SOURCE EXTRACT.
[start]

Class Substring.Pattern

java.lang.Object
com.google.mu.util.Substring.Pattern
Direct Known Subclasses:
Substring.Prefix, Substring.Suffix
Enclosing class:
Substring

public abstract static class Substring.Pattern extends Object
A pattern that can be matched against a string, finding a single substring from it.
  • Constructor Details

    • Pattern

      public Pattern()
  • Method Details

    • in

      public final Optional<Substring.Match> in(String string)
      Matches this pattern against string, returning a Match if successful, or empty() otherwise.

      This is useful if you need to call Substring.Match methods, like Substring.Match.remove() or Substring.Match.before(). If you just need the matched substring itself, prefer to use from(java.lang.CharSequence) instead.

    • in

      public final Optional<Substring.Match> in(String string, int fromIndex)
      Matches this pattern against string starting from the character at fromIndex, returning a Match if successful, or empty() otherwise.

      Note that it treats fromIndex as the beginning of the string, so patterns like Substring.prefix(java.lang.String), Substring.BEGINNING will attempt to match from this index.

      Throws:
      IndexOutOfBoundsException - if fromIndex is negative or greater than string.length()

[end]

THINGS TO DO.
1 - Reproduce the Substring.Pattern documentation from "java.lang.Object" to "public Pattern()".
2 - According to the Substring.Pattern documentation, what are the direct known subclasses of this class?
3 - Extend the Substring.Pattern documentation, beginning after its final line.
The listing after this point comes from a different source.

INFORMATION SHOWN.
[start]

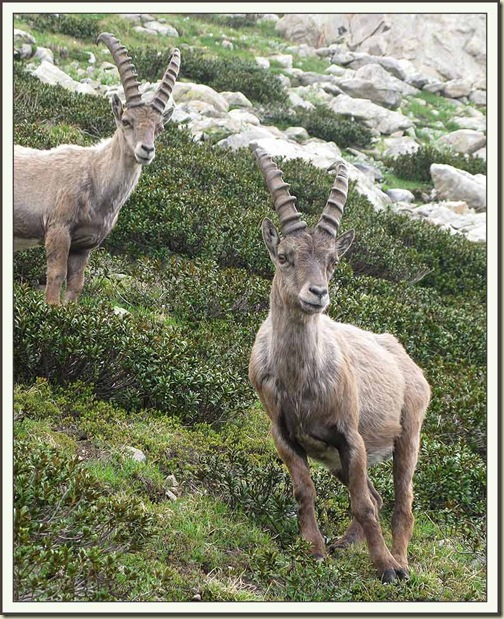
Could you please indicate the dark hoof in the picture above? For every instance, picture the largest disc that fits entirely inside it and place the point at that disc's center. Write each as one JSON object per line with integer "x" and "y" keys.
{"x": 392, "y": 575}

[end]

OUTPUTS IN ORDER.
1 -
java.lang.Object
com.google.mu.util.Substring.Pattern
Direct Known Subclasses:
Substring.Prefix, Substring.Suffix
Enclosing class:
Substring

public abstract static class Substring.Pattern extends Object
A pattern that can be matched against a string, finding a single substring from it.
  • Constructor Details

    • Pattern

      public Pattern()

2 - Substring.Prefix and Substring.Suffix.

3 -
      Since:
      7.0
    • from

      public final Optional<String> from(CharSequence string)
      Matches this pattern against string, returning the matched substring if successful, or empty() otherwise. pattern.from(str) is equivalent to pattern.in(str).map(Object::toString).

      This is useful if you only need the matched substring itself. Use in(java.lang.String) if you need to call Substring.Match methods, like Substring.Match.remove() or Substring.Match.before().

    • removeFrom

      public final String removeFrom(String string)
      Matches this pattern against string, and returns a copy with the matched substring removed if successful. Otherwise, returns string unchanged.
    • replaceFrom

      public final String replaceFrom(String string, CharSequence replacement)
      Returns a new string with the substring matched by this replaced by replacement. Returns string as-is if a substring is not found.
    • replaceFrom

      public final String replaceFrom(String string, Function<? super Substring.Match,? extends CharSequence> replacementFunction)
      Returns a new string with the substring matched by this replaced by the return value of replacementFunction.

      For example, you can replace a single template placeholder using:

      
       Substring.spanningInOrder("{", "}")
           .replaceFrom(s, placeholder -> replacements.get(placeholder.skip(1, 1).toString()));
       

      Returns string as-is if a substring is not found.

      Since:
      5.6
    • toEnd

      public final Substring.Pattern toEnd()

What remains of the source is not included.